What you should do:
Rewrite the part of the records that opens with the line containing "Where can you spot the white washing" and runs through the end of the records, replacing "marker" with "pin" and leaving everything else unchanged.

Records for the task:
....

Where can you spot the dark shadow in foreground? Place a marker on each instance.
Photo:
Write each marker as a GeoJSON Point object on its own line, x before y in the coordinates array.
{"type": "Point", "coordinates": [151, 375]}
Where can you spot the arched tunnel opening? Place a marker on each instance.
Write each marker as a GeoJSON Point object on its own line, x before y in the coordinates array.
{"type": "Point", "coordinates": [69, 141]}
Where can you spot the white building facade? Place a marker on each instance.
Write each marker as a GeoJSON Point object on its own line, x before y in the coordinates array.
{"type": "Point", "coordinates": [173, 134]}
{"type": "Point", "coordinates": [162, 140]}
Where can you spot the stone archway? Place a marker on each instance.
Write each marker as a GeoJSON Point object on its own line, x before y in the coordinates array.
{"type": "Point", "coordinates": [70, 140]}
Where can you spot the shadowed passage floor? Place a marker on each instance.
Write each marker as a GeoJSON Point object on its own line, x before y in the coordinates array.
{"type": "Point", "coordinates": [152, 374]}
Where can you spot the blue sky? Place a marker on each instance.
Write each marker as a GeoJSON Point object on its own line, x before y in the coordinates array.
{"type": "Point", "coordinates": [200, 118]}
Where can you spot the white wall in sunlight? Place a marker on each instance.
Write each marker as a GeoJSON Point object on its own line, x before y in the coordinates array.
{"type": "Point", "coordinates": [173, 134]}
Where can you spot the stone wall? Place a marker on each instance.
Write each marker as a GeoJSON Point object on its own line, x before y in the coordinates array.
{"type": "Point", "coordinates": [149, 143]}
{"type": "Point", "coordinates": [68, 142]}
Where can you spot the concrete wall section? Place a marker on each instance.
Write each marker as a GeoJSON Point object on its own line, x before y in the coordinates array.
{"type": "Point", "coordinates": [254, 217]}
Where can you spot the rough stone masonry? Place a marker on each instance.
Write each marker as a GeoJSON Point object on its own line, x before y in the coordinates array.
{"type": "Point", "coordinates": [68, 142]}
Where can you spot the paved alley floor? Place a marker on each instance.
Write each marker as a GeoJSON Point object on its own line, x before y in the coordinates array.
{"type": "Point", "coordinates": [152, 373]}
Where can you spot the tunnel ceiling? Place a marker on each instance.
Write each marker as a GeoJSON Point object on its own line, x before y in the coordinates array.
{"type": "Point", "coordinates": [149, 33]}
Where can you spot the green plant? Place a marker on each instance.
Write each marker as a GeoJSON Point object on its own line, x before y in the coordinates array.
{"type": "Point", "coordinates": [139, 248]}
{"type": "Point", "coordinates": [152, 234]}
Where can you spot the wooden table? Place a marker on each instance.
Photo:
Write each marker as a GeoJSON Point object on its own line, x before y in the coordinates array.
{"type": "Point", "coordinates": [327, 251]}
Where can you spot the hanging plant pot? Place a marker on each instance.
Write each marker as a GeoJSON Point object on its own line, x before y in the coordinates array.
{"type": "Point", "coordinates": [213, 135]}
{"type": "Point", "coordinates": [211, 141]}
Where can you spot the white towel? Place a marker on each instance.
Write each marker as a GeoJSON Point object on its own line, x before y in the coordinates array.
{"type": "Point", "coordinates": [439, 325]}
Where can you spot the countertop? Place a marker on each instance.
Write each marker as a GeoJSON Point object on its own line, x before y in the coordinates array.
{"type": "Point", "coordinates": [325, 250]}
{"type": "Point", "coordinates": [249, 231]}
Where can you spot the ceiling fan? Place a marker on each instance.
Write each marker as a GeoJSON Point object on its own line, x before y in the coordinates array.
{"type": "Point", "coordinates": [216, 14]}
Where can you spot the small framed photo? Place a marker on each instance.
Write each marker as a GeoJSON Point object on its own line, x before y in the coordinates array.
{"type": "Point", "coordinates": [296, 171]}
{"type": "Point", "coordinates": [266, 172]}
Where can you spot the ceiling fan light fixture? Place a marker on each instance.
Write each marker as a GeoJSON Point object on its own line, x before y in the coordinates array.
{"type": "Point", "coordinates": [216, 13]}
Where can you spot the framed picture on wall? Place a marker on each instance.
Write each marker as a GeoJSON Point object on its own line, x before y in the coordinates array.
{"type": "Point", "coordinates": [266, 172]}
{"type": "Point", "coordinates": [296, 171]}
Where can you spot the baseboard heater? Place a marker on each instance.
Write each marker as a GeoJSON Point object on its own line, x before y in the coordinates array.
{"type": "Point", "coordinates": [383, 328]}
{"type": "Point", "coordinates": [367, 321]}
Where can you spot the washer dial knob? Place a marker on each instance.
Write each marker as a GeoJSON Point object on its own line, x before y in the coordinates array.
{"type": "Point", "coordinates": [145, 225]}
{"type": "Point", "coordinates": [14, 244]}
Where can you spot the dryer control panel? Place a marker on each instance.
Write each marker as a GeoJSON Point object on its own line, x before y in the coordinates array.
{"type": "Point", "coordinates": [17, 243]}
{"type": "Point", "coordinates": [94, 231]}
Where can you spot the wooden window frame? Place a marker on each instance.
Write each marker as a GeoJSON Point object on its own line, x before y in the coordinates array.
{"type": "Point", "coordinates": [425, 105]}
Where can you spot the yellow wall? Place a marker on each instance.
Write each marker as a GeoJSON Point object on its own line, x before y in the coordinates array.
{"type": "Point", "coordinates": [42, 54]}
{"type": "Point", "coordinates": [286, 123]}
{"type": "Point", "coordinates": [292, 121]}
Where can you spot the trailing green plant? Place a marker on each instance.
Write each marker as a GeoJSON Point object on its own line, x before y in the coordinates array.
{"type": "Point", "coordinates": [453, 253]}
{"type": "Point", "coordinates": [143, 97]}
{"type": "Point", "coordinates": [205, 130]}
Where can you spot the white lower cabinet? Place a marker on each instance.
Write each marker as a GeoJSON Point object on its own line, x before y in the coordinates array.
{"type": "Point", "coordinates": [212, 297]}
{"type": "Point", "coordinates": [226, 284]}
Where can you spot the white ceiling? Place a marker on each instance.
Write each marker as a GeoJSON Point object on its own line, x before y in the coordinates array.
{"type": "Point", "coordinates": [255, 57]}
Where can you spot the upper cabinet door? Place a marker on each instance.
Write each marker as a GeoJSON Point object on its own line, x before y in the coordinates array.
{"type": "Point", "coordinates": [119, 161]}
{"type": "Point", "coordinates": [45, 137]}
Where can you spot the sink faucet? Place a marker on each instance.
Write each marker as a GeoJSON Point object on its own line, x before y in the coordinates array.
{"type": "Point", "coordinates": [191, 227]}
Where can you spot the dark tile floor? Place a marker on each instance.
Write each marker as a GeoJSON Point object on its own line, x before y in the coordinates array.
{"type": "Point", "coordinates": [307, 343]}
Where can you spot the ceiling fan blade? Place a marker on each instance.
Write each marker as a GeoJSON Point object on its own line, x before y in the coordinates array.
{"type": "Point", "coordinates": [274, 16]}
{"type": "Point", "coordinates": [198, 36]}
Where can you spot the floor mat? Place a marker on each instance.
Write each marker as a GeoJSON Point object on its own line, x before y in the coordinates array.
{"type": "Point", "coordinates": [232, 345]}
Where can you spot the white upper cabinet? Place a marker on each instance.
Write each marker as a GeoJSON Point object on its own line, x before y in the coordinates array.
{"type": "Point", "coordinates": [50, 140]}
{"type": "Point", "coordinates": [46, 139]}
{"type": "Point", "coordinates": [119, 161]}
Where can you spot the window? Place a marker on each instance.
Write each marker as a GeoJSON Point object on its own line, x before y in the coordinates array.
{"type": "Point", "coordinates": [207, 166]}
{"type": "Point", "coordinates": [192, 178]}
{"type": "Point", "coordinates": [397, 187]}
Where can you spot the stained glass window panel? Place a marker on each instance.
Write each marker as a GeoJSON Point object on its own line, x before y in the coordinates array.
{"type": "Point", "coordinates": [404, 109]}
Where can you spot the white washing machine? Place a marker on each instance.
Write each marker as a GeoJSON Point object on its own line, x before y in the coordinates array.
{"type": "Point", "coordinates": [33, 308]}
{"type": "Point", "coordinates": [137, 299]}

....

Full response:
Where can you spot the white washing machine? Place a pin on each instance.
Write each pin as a GeoJSON Point object on its own line, x before y in the coordinates array.
{"type": "Point", "coordinates": [33, 308]}
{"type": "Point", "coordinates": [137, 299]}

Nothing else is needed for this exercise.